-------- Available records

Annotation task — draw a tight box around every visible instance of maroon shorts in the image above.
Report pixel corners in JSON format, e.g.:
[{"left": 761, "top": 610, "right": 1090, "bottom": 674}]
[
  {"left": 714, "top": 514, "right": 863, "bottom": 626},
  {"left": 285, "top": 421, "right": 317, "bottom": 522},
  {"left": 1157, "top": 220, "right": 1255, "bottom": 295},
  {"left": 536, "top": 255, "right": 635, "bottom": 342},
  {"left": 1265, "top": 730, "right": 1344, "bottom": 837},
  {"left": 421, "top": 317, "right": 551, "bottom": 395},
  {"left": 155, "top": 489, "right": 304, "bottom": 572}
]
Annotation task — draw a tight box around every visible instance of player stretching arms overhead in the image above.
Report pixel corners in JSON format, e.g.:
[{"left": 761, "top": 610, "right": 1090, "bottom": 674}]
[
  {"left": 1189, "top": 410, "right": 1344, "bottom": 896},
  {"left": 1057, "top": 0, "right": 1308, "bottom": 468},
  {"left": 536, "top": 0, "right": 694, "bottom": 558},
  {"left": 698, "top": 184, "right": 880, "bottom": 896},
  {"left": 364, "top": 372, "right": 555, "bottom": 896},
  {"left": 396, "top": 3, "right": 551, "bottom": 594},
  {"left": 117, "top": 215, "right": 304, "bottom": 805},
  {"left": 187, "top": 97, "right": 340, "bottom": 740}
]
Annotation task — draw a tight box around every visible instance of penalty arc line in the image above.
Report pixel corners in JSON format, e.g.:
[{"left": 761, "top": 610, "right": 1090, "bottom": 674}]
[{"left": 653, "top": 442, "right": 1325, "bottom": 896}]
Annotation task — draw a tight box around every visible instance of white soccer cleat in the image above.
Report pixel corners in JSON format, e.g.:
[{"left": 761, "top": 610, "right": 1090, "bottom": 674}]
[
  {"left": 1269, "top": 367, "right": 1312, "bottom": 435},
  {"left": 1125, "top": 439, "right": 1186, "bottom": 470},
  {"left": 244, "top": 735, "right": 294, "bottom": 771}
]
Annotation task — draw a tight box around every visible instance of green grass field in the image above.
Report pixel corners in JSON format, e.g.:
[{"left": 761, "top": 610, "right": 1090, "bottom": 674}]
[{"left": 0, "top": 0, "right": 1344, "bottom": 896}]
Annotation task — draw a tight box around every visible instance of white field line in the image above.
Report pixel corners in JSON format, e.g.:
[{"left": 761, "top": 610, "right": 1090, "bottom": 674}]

----------------

Rewrite the data above, swapping each "Annotation task" for "Labeling job" and leaving everything else unchanged.

§ Result below
Labeling job — draw a tight box around every visible instance of maroon shorts in the image above.
Report pixel corners in JSON format, e.g.:
[{"left": 761, "top": 610, "right": 1090, "bottom": 674}]
[
  {"left": 714, "top": 514, "right": 863, "bottom": 626},
  {"left": 285, "top": 421, "right": 317, "bottom": 522},
  {"left": 1157, "top": 220, "right": 1255, "bottom": 295},
  {"left": 536, "top": 255, "right": 635, "bottom": 342},
  {"left": 1265, "top": 730, "right": 1344, "bottom": 837},
  {"left": 421, "top": 317, "right": 551, "bottom": 395},
  {"left": 155, "top": 489, "right": 304, "bottom": 572}
]
Labeling job — draw a tight box around every visible instance of player stretching arms overhead in the image above.
Report pixel corners in JSON format, e.g.:
[{"left": 761, "top": 610, "right": 1090, "bottom": 674}]
[
  {"left": 1189, "top": 410, "right": 1344, "bottom": 896},
  {"left": 1057, "top": 0, "right": 1308, "bottom": 468},
  {"left": 536, "top": 0, "right": 694, "bottom": 558},
  {"left": 698, "top": 184, "right": 880, "bottom": 896},
  {"left": 364, "top": 372, "right": 555, "bottom": 896},
  {"left": 396, "top": 3, "right": 551, "bottom": 594},
  {"left": 117, "top": 215, "right": 304, "bottom": 805},
  {"left": 187, "top": 97, "right": 340, "bottom": 740}
]
Labeling job — draw a tight box around every visible instance of penalty arc line in the image above.
Report pixel corners in JSON format, e.g.:
[{"left": 761, "top": 610, "right": 1090, "bottom": 674}]
[{"left": 653, "top": 442, "right": 1325, "bottom": 896}]
Labeling job — draw a tight box around every visible instance of white soccer cleat in the image above.
Report pixel corners in JSON format, e.g.:
[{"left": 761, "top": 610, "right": 1090, "bottom": 674}]
[
  {"left": 1269, "top": 367, "right": 1312, "bottom": 435},
  {"left": 1125, "top": 439, "right": 1186, "bottom": 470},
  {"left": 244, "top": 735, "right": 294, "bottom": 771}
]
Labeling job — draw a tight box around every visible instance of green grass field in the image above.
Report pixel corners in JSON format, e.g.:
[{"left": 761, "top": 610, "right": 1090, "bottom": 674}]
[{"left": 0, "top": 0, "right": 1344, "bottom": 896}]
Labeling job — draw a tight box around every visible instance of white field line in the image above.
Report pixel corners in JSON format, e.g.:
[{"left": 761, "top": 610, "right": 1090, "bottom": 674}]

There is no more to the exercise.